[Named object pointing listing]
** Begin **

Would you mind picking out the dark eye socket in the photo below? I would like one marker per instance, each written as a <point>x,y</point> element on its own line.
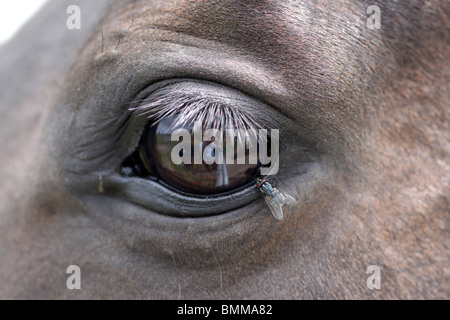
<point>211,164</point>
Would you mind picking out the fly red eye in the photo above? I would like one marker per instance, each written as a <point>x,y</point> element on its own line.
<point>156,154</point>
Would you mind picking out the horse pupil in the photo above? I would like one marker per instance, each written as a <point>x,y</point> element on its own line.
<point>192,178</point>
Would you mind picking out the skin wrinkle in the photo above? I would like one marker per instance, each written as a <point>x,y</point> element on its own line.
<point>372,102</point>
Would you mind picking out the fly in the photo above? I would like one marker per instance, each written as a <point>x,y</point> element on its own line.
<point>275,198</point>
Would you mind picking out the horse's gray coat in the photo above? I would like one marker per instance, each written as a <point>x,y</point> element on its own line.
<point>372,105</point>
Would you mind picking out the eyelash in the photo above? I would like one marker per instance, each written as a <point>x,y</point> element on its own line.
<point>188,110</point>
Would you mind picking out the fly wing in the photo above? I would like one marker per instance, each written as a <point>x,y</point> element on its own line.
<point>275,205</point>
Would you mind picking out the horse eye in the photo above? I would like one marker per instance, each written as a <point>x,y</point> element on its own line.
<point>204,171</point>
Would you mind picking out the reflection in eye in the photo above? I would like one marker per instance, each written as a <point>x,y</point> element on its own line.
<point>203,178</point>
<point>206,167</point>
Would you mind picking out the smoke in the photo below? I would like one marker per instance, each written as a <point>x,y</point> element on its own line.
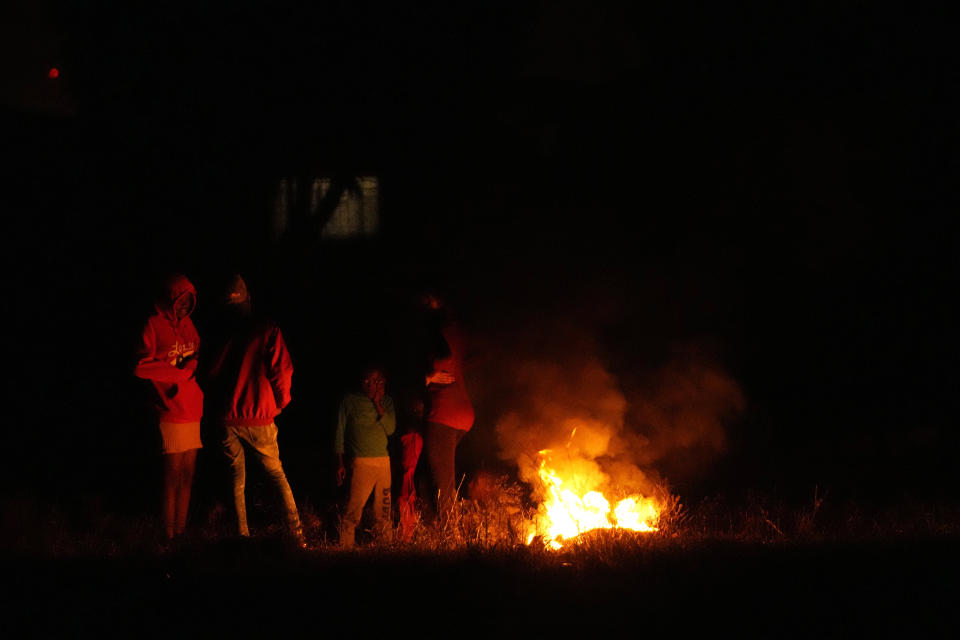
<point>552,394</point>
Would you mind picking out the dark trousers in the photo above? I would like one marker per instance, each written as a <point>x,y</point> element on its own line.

** End **

Stated goal:
Rewrite the whole listing with "fly" replaced by "insect" and everything else left as it is. Leave out the pictures.

Task solution:
Would you mind picking out the dark eye socket in the photo below? I would like one marker per instance, each written as a <point>x,y</point> element on its own line.
<point>211,164</point>
Would you mind picking out the insect red eye in the photo above? I would like one marker per instance, each written as a <point>x,y</point> element on its own line.
<point>156,154</point>
Would you mind picking out the horse pupil in the photo above? I would like one marker per instance, each written as a <point>x,y</point> element on its own line.
<point>192,178</point>
Would you mind picking out the skin wrinkle in the photo above? I would like one marker per instance, each written as a <point>x,y</point> element on its own line.
<point>372,102</point>
Would you mind picking out the insect in the photo above? I would like one marker per instance, each written as a <point>x,y</point> element on its own line.
<point>275,198</point>
Would you mind picking out the horse's gray coat in the photo above? I would like one marker per instance, each written as a <point>x,y</point> element on its own line.
<point>372,105</point>
Would you mind picking out the eyelash in the photo above? I would like one marker per instance, each written as a <point>x,y</point> element on its own line.
<point>188,110</point>
Would you mind picking out the insect wing in the photo above? I would like one marker per instance, each written as a <point>x,y</point> element on its own line.
<point>275,205</point>
Would you mind picking out the horse eye in the photo above? I would like one marker per instance, each written as a <point>x,y</point> element on its own line.
<point>204,171</point>
Would you mind picking out the reflection in eye in the photo above? I would like one marker per instance, each written as a <point>x,y</point> element on its own line.
<point>203,178</point>
<point>206,167</point>
Would you mind picking out the smoke in the photo below? I would like one marker per instance, each written as a <point>x,y</point> element on its own line.
<point>552,394</point>
Would you mind picking out the dark trousers in the photo above? I would like one marker per instance, each written as a <point>x,y</point> element on its own line.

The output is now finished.